* EXCERPTED PASSAGE *
[Start of section]

One race?

So, if all people groups go back to the Tower of Babel, then to Noah’s sons, and eventually to Adam and Eve, then how many races are there?

One. The human race. All humans are of one blood (Acts 17:26) and have a common ancestor, a real man named Adam — our mutual grandfather.
Why is this so important? The Bible says when Adam and Eve sinned, death entered the world and all of creation was cursed (Genesis 2:3, 17; Romans 8:22).
And because all people are their descendants, everyone inherits a sin nature. All people are born in rebellion against their Creator, sinners by nature and choice. This is precisely why Jesus became the Last Adam (Romans 5:12; 1 Corinthians 15:21–22, 45–47). He became one of us, our relative, of our blood, to pay the perfect, infinite price that neither we nor any sacrifice could ever pay.

But if that history in Genesis is not true and there never was a real man named Adam, then where did sin and death come from? Why would Jesus become the Last Adam if there was not a first Adam? You see, both “Adams” are essential to understanding
the gospel.

All that being said, how do Christians explain things like different “colors” of skin if everyone is of one race? But are people really different colors? Is a “Caucasian” truly white or an “African-American” truly black? The answer is actually no.

[End of section]

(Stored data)
[Start of section]

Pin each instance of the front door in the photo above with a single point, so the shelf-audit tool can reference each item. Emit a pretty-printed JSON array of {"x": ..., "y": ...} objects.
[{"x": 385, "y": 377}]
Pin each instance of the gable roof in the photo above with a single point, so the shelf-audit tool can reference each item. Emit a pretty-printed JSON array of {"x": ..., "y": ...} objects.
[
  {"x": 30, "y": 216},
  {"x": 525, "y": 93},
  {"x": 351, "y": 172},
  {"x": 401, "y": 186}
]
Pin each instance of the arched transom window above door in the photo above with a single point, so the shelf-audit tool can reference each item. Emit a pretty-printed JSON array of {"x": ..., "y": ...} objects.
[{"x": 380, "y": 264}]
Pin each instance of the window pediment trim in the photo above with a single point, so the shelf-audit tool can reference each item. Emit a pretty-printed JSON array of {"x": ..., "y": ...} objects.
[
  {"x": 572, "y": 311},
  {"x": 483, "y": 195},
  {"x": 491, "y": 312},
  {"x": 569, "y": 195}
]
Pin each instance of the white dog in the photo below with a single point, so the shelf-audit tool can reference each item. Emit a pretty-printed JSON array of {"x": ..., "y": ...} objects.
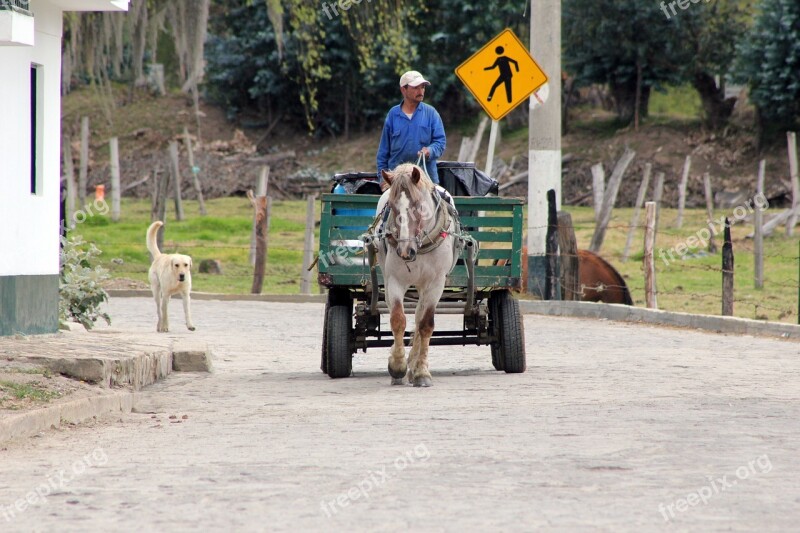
[{"x": 169, "y": 274}]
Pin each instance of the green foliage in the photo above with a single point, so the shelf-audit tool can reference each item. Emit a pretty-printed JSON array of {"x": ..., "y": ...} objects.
[
  {"x": 334, "y": 70},
  {"x": 769, "y": 60},
  {"x": 607, "y": 42},
  {"x": 80, "y": 287}
]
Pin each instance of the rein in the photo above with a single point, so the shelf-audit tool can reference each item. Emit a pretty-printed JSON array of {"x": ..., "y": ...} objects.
[{"x": 426, "y": 240}]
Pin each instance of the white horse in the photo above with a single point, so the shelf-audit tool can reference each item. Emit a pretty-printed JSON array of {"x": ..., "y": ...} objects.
[{"x": 416, "y": 247}]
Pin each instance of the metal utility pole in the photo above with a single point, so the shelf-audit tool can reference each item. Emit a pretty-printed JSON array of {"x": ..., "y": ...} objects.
[{"x": 544, "y": 136}]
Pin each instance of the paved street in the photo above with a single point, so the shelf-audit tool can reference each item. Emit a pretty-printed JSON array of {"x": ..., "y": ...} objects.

[End of section]

* WHAT THIS EXERCISE ASKS *
1. For the passage titled "One race?", decide whether each statement agrees with it: (a) all humans have a common ancestor named Adam; (b) a "Caucasian" is truly white; (c) Acts 17:26 is cited for all humans being of one blood. Answer yes or no for each and quote the words from the passage that settle it.
2. In the passage titled "One race?", what does it say Jesus became?
3. Write what comes next in the passage titled "One race?", picking up after its final sentence.

* TASK ANSWERS *
1.
(a) Yes: "have a common ancestor, a real man named Adam"
(b) No: "Is a “Caucasian” truly white or an “African-American” truly black? The answer is actually no."
(c) Yes: "All humans are of one blood (Acts 17:26)"

2. Jesus became the Last Adam.

3.
All people are essentially some shade of brown. It’s mainly based on a brown pigment called melanin. Some people have more and are a darker shade of brown. Others have less and are a lighter shade of brown. And the majority of the world’s population is a middle brown shade. We are all the same color, just different shades.
Some may ask, “But why do different people groups have distinct attributes like different shades?” Answer: the Tower of Babel. It is this event that shows how we got isolated people groups, separated by language and geographical barriers, leading to isolated genetic pools. Within these pools, certain traits became dominant in an area and were passed on from one generation to the next. A common occurrence, genetically speaking.
We are not “red, yellow, black, and white”; we’re actually “brown, brown, brown, and brown, different shades of brown.”